- What to do
Gather every line of the records that contains the string "blue".

- Dataset entries
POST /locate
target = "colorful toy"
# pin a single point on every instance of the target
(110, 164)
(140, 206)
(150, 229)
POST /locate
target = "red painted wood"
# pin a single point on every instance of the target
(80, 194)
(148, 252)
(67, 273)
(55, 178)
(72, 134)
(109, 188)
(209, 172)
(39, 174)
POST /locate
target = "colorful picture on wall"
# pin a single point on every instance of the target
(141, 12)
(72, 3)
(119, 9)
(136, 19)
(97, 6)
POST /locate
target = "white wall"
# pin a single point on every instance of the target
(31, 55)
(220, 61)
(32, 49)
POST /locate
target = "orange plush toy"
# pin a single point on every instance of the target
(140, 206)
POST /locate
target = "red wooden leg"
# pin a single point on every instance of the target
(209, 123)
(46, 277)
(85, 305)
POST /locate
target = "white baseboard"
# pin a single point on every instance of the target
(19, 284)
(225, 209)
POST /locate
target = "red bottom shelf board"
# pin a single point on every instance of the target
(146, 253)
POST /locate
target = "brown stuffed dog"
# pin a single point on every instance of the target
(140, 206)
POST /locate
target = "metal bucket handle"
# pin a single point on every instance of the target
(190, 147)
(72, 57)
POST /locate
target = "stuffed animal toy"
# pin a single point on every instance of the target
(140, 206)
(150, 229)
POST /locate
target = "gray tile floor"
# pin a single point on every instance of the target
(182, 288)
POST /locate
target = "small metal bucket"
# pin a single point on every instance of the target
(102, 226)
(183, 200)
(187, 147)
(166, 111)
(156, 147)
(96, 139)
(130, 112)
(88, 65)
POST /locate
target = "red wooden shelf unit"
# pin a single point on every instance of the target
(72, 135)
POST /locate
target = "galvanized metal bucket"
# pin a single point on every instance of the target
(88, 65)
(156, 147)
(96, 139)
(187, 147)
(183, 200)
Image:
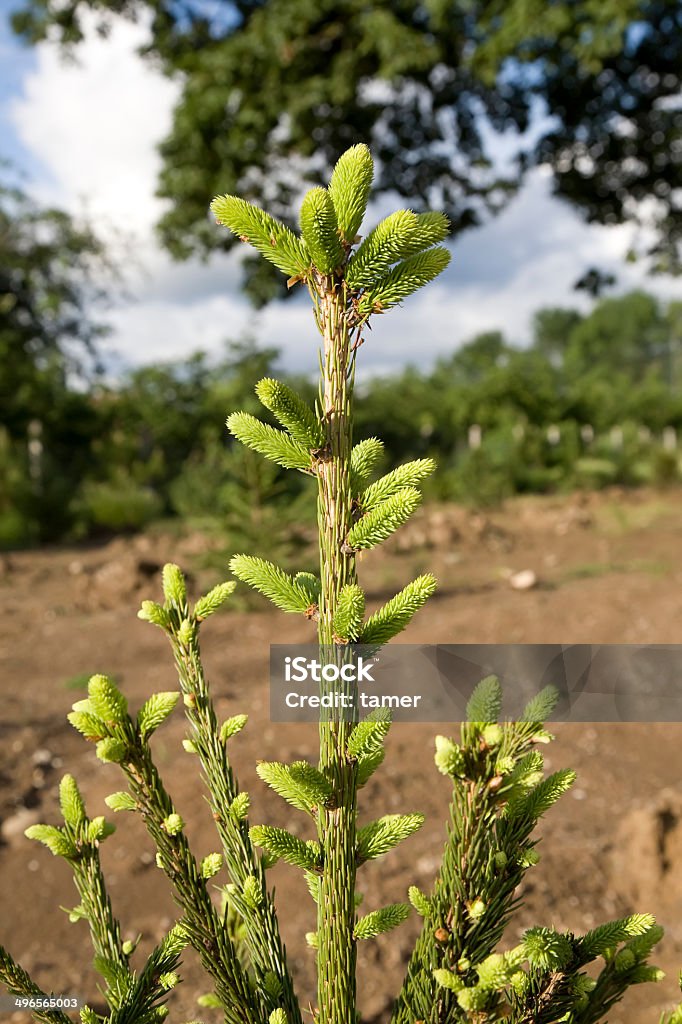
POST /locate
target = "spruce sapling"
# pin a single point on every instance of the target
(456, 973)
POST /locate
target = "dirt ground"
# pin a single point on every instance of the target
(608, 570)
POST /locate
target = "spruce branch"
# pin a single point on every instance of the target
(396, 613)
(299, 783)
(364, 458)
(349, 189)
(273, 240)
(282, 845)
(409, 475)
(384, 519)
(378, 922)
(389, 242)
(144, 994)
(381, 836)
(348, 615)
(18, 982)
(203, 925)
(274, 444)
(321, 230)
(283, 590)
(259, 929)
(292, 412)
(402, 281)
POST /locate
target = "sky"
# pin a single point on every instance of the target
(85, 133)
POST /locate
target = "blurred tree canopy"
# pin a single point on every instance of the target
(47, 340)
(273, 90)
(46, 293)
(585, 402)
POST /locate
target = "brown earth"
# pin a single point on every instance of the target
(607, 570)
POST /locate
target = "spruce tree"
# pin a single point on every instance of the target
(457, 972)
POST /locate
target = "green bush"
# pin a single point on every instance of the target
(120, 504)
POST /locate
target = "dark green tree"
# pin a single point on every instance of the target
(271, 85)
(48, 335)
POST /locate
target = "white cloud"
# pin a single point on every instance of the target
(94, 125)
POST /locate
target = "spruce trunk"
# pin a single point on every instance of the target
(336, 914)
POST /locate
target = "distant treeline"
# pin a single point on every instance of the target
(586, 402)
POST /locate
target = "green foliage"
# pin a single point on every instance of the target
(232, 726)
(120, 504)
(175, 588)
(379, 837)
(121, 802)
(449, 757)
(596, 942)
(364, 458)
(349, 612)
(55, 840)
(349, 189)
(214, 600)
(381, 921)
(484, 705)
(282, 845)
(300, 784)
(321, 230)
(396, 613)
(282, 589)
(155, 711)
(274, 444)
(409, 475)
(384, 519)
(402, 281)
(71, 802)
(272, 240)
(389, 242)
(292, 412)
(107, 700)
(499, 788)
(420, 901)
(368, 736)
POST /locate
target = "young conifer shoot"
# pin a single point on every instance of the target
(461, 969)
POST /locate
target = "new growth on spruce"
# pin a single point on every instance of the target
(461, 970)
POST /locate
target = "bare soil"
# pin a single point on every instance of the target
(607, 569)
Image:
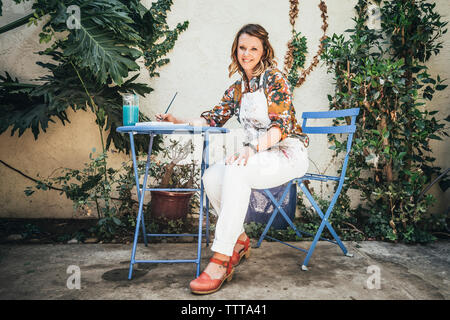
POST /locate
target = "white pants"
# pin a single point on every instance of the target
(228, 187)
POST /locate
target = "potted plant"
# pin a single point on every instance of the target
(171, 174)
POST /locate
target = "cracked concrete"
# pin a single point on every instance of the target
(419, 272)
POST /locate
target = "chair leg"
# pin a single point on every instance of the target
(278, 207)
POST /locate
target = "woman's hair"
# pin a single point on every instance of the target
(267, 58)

...

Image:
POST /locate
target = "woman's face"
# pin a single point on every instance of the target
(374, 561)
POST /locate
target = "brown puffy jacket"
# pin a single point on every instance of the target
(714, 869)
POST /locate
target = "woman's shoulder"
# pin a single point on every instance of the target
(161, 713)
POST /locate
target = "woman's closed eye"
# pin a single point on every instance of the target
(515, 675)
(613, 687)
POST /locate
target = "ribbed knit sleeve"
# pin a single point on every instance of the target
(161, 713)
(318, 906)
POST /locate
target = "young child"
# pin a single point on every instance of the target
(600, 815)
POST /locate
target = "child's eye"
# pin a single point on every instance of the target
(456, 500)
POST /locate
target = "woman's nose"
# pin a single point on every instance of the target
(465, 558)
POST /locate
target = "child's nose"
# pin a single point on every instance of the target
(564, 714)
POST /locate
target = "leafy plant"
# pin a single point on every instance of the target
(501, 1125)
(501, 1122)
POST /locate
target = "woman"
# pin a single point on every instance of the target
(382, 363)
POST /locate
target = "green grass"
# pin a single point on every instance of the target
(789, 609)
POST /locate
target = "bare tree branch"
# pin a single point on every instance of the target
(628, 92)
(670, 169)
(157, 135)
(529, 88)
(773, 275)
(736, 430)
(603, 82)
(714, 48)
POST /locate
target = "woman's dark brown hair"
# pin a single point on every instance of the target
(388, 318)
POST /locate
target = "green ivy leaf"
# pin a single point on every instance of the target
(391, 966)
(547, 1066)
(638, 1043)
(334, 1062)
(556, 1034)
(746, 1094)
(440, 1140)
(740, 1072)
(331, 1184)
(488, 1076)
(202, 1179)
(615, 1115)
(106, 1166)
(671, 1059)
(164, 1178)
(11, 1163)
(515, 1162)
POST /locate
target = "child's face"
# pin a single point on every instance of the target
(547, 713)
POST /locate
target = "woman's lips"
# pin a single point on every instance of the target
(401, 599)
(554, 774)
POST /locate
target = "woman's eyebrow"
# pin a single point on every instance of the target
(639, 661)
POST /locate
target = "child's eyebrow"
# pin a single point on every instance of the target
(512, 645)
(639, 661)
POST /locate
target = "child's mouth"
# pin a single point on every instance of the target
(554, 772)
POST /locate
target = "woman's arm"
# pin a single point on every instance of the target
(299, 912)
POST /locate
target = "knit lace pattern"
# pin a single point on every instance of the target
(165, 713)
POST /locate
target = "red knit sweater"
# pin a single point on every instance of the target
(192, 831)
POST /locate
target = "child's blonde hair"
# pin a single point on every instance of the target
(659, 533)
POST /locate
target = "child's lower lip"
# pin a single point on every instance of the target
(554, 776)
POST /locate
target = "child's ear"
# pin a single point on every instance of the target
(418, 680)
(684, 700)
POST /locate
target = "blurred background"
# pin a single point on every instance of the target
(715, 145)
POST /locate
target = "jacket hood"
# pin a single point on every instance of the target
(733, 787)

==

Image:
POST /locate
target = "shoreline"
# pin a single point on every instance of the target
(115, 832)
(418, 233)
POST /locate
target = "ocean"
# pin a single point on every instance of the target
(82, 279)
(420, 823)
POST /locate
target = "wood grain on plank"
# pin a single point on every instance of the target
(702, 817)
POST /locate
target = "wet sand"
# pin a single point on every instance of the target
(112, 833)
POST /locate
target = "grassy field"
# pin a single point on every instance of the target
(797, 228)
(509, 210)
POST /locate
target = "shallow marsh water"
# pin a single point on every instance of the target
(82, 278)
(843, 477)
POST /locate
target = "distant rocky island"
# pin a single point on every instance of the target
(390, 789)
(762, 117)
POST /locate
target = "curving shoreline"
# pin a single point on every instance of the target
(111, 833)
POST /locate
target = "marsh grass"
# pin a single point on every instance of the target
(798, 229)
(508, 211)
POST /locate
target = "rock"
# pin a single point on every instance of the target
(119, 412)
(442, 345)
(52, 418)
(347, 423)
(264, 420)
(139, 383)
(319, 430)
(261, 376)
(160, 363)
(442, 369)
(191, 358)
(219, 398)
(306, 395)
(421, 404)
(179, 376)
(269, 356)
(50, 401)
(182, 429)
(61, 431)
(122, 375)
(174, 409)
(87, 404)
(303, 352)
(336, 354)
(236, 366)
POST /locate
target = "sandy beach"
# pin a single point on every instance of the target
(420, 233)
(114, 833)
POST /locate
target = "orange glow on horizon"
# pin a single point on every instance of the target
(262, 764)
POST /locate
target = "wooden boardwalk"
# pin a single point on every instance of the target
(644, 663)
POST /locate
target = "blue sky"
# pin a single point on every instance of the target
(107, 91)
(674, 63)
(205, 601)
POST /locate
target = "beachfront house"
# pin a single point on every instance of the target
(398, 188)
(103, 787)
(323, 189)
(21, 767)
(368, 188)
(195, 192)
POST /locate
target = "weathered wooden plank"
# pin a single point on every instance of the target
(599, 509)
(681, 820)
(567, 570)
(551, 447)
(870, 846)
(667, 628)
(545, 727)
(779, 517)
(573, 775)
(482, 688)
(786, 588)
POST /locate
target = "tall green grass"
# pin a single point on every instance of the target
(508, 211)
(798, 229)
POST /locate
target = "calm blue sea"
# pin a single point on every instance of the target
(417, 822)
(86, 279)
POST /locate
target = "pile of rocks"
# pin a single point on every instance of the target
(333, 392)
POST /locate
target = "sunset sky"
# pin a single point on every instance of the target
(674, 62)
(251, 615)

- Solution for this problem
target = "blue sky"
target = "calm blue sea"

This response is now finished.